## ESERCIZIO DA SVOLGERE
Seleziona nel materiale qui sotto tutte le righe che contengono la stringa "standing" e ricopiale. Maiuscole e minuscole vanno distinte.

## VOCI ESTRATTE
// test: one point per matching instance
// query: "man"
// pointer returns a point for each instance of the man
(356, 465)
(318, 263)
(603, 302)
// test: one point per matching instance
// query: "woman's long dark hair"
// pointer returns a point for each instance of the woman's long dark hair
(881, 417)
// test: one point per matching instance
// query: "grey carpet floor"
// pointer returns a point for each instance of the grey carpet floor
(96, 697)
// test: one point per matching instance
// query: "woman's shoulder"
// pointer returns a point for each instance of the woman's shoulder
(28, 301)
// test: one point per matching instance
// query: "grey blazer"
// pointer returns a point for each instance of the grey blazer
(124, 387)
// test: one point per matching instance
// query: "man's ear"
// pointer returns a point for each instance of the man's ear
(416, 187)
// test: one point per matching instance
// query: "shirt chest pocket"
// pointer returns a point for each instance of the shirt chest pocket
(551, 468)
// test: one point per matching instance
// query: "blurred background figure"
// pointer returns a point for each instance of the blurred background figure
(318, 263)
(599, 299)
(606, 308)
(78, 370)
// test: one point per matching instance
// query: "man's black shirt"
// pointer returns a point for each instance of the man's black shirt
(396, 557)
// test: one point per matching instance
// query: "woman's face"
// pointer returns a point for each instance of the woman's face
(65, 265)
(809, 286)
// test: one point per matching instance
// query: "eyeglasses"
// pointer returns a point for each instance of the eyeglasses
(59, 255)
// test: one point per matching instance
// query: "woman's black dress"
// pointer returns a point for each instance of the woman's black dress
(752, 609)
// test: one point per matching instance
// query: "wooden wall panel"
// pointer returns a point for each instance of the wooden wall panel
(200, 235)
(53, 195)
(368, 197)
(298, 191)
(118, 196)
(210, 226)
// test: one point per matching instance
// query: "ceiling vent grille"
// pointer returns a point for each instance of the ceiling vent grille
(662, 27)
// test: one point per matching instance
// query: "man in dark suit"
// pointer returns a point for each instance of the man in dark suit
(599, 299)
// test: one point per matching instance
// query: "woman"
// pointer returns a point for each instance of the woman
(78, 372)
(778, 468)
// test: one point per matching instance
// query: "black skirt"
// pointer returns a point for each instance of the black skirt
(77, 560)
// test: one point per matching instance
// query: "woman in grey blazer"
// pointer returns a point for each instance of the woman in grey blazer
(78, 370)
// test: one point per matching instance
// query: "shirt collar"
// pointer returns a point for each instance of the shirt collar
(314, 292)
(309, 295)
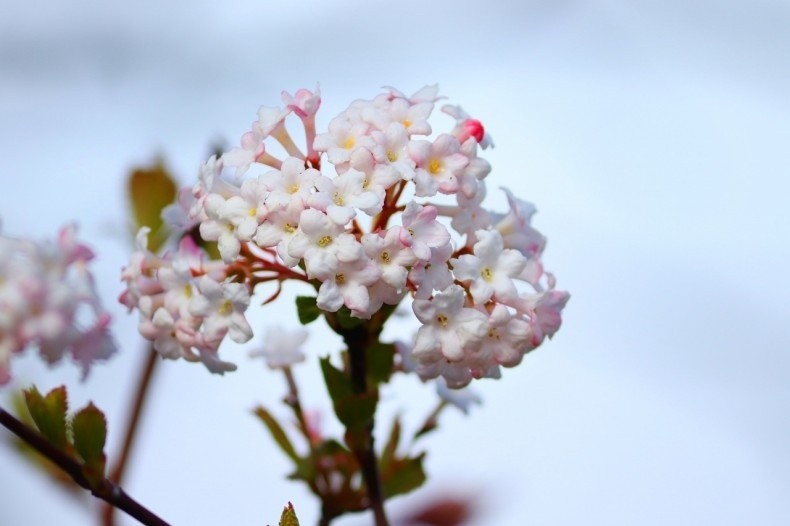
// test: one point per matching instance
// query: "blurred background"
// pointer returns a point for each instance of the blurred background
(652, 136)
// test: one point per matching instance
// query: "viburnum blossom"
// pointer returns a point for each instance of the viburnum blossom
(282, 348)
(48, 301)
(375, 209)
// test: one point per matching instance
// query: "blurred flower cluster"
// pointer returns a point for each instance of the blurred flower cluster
(398, 215)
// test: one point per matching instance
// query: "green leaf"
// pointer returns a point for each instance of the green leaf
(352, 409)
(403, 476)
(380, 359)
(288, 517)
(277, 433)
(338, 384)
(49, 414)
(150, 190)
(307, 309)
(89, 427)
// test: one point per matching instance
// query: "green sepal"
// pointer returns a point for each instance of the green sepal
(288, 517)
(278, 433)
(49, 414)
(307, 310)
(89, 427)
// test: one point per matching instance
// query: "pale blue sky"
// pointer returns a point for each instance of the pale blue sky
(652, 137)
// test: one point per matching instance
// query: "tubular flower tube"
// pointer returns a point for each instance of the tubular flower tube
(382, 206)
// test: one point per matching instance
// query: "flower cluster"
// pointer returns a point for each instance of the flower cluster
(399, 215)
(48, 301)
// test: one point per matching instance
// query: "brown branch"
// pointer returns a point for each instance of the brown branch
(143, 384)
(104, 490)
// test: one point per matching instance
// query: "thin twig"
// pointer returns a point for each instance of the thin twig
(143, 384)
(357, 340)
(104, 490)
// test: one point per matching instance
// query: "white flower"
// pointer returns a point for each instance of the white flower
(221, 307)
(449, 329)
(491, 269)
(439, 164)
(421, 231)
(349, 286)
(322, 243)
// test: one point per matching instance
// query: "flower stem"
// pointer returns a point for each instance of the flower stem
(105, 489)
(357, 340)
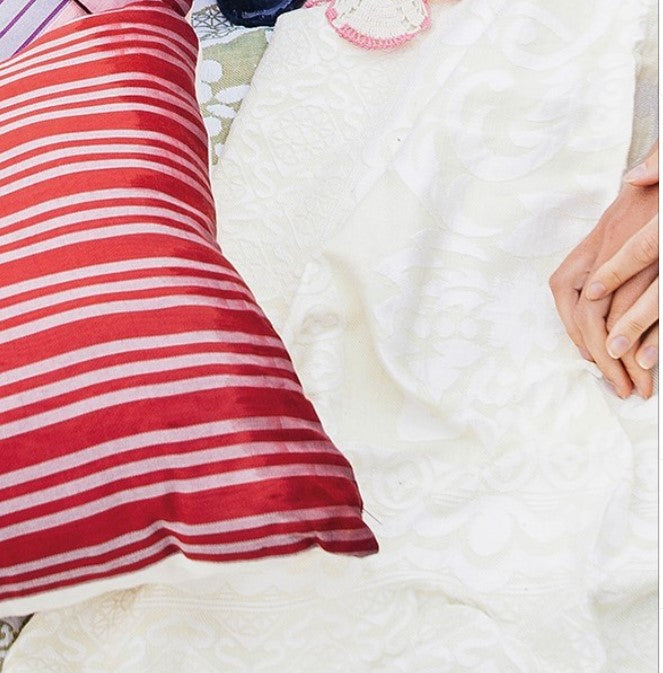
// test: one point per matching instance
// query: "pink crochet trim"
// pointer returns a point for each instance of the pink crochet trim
(362, 40)
(367, 41)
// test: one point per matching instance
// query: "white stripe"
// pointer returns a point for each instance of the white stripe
(181, 460)
(138, 393)
(100, 81)
(142, 440)
(122, 346)
(115, 307)
(85, 198)
(196, 128)
(57, 53)
(65, 102)
(92, 215)
(187, 530)
(119, 286)
(70, 169)
(143, 367)
(121, 231)
(116, 135)
(64, 155)
(89, 509)
(114, 268)
(83, 35)
(227, 549)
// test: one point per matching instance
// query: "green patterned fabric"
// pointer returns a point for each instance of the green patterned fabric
(228, 59)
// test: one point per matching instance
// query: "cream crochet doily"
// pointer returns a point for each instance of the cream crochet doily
(376, 24)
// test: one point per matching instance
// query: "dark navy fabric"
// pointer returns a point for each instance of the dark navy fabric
(256, 12)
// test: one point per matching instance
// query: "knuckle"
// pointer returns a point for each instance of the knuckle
(647, 251)
(633, 326)
(612, 277)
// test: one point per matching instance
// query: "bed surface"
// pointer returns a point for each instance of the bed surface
(405, 260)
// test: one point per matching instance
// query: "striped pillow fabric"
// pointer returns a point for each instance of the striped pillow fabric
(22, 21)
(147, 407)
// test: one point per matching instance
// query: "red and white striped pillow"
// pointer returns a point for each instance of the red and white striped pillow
(147, 407)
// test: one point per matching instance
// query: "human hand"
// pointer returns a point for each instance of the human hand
(641, 319)
(586, 320)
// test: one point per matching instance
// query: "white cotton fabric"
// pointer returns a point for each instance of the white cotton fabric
(398, 216)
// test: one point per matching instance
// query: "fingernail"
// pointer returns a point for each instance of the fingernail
(595, 290)
(636, 173)
(614, 389)
(648, 358)
(618, 346)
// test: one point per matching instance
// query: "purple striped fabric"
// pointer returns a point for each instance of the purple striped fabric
(21, 21)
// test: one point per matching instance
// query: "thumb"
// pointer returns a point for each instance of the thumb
(646, 173)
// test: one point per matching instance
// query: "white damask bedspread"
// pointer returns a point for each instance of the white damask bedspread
(398, 216)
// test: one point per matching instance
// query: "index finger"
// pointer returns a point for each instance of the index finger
(639, 252)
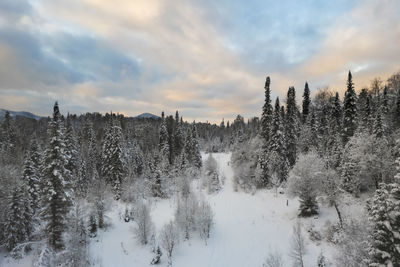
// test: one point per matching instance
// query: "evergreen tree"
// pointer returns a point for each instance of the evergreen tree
(92, 226)
(306, 102)
(349, 180)
(178, 136)
(31, 174)
(113, 160)
(266, 117)
(349, 110)
(278, 163)
(56, 198)
(385, 101)
(8, 139)
(397, 109)
(164, 146)
(378, 129)
(337, 112)
(266, 120)
(16, 224)
(291, 126)
(192, 148)
(70, 147)
(366, 112)
(384, 211)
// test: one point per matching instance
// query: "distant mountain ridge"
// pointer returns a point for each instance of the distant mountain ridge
(146, 116)
(27, 114)
(19, 113)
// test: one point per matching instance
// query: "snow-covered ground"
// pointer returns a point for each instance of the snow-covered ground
(246, 228)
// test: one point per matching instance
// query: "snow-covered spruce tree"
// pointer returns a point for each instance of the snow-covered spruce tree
(157, 257)
(134, 158)
(278, 163)
(349, 110)
(113, 161)
(384, 211)
(70, 147)
(169, 237)
(16, 224)
(306, 103)
(163, 145)
(266, 121)
(145, 226)
(77, 238)
(366, 162)
(89, 152)
(56, 191)
(291, 126)
(31, 175)
(274, 259)
(379, 127)
(365, 111)
(204, 220)
(185, 214)
(179, 141)
(81, 187)
(192, 148)
(397, 109)
(321, 261)
(305, 182)
(337, 111)
(212, 176)
(8, 140)
(92, 227)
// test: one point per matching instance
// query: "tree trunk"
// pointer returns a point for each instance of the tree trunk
(339, 214)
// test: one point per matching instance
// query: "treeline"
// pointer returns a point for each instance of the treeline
(328, 146)
(58, 174)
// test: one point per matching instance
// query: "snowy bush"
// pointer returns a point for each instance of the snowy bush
(211, 172)
(352, 244)
(297, 246)
(169, 237)
(185, 214)
(145, 228)
(204, 220)
(305, 182)
(274, 259)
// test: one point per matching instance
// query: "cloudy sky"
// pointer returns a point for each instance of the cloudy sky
(207, 58)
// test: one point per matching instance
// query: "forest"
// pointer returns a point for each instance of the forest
(68, 180)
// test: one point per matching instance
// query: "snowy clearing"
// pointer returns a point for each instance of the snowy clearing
(246, 228)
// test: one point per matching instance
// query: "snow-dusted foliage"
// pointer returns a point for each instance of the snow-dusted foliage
(113, 161)
(297, 246)
(145, 228)
(366, 162)
(204, 220)
(384, 211)
(211, 172)
(56, 184)
(169, 237)
(16, 226)
(305, 181)
(274, 259)
(246, 163)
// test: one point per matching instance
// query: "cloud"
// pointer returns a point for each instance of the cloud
(365, 40)
(206, 58)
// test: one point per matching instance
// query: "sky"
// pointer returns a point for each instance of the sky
(208, 59)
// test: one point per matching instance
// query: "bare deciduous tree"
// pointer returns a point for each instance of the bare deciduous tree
(145, 225)
(298, 248)
(169, 238)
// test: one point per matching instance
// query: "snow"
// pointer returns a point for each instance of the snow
(246, 228)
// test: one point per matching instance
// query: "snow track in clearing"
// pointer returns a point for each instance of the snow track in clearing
(246, 228)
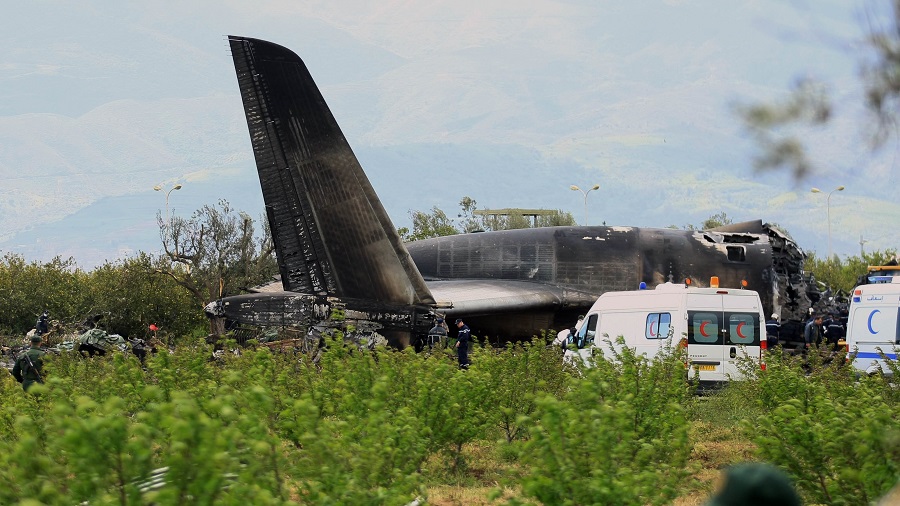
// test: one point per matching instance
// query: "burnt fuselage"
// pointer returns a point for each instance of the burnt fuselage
(589, 261)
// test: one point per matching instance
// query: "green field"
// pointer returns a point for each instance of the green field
(387, 427)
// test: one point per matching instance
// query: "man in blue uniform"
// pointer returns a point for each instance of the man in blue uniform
(773, 331)
(462, 344)
(834, 330)
(437, 336)
(813, 332)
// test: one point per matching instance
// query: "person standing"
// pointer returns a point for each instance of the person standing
(29, 367)
(813, 333)
(437, 335)
(42, 326)
(773, 331)
(462, 344)
(834, 331)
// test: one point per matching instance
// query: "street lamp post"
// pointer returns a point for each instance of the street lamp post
(159, 188)
(828, 211)
(576, 188)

## SOLUZIONE SVOLTA
// query: "person standing"
// pointer returns a point for each instance of the person standing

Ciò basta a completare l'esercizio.